> DATASET
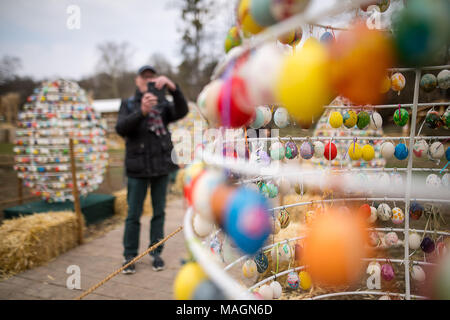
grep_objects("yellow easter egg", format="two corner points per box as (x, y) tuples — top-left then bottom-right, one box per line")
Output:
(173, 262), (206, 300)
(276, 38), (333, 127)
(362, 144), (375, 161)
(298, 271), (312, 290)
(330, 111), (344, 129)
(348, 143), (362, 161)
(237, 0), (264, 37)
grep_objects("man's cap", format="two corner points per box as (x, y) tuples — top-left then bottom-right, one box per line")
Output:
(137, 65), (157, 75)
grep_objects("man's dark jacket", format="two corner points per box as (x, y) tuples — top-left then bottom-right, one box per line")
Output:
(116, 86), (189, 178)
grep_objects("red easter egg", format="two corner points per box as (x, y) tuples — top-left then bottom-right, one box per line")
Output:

==

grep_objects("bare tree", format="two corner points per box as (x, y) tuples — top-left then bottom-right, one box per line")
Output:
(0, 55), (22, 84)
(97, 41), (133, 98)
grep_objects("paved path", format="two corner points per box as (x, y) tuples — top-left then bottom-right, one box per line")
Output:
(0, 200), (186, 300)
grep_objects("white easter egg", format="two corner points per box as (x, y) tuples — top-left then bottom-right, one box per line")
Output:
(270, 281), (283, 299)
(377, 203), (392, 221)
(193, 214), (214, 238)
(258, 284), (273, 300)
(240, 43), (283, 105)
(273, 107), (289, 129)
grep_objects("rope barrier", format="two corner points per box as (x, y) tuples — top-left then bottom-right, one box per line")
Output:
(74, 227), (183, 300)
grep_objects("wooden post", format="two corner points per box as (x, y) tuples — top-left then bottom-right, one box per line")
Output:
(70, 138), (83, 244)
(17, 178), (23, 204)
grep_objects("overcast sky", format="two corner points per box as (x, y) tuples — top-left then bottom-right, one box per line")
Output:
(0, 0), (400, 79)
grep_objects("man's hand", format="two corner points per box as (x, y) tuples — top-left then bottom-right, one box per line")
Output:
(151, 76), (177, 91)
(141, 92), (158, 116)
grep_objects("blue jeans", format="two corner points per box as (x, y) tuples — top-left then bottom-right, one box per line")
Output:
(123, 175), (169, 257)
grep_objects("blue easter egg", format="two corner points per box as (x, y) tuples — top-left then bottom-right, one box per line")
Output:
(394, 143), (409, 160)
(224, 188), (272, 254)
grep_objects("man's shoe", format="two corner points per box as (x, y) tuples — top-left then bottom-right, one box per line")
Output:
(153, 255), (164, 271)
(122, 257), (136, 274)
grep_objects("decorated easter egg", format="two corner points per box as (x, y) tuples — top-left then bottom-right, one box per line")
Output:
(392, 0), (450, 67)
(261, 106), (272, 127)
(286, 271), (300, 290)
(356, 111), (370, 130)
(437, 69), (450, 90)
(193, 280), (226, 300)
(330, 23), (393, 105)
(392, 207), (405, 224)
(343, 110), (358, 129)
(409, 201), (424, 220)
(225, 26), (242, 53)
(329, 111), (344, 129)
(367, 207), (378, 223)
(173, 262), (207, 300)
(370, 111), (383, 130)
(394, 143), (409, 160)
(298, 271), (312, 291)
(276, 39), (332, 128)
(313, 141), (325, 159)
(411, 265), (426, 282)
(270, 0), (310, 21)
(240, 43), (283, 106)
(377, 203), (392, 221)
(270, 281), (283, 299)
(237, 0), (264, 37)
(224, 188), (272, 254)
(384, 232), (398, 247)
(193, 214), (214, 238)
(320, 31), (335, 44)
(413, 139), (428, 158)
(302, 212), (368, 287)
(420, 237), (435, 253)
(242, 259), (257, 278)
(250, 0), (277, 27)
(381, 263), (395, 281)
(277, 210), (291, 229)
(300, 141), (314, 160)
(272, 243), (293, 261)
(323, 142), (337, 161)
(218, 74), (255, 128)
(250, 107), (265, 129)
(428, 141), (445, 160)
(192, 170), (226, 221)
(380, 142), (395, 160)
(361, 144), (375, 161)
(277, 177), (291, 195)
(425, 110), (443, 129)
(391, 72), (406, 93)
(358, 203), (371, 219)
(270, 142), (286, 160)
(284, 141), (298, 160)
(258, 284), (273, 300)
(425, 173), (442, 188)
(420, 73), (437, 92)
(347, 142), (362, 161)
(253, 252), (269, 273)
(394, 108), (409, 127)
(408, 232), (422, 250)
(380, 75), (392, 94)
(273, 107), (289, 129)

* * *

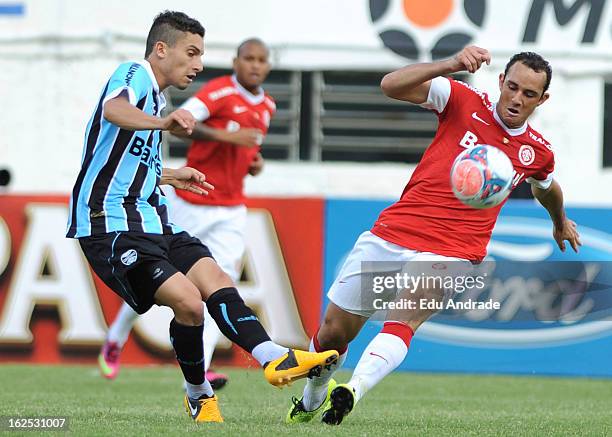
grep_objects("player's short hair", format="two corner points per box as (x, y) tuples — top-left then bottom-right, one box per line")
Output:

> WHAT YOU SHOULD DO
Pick out every line in the listing that contains the word "easter" and copy each one.

> FULL RESPONSE
grep_objects("yellow easter egg", format="two corner points per box as (x, y) tuples — top-left then bottom-right, one box per line")
grep_objects("red easter egg", format="two corner points per box as (x, y) tuples — top-left then bottom-right, one box per line")
grep_objects("white easter egg", format="two corner points per box as (x, y) tuples — top-left then bottom-right, one box per line")
grep_objects("blue easter egg", format="two corner points per box as (x, y) tuples — top-left then bottom-right, one box per line")
grep_objects("decorated easter egg", format="two corner points per box as (x, y) tuples — top-left then bottom-right, one box per line")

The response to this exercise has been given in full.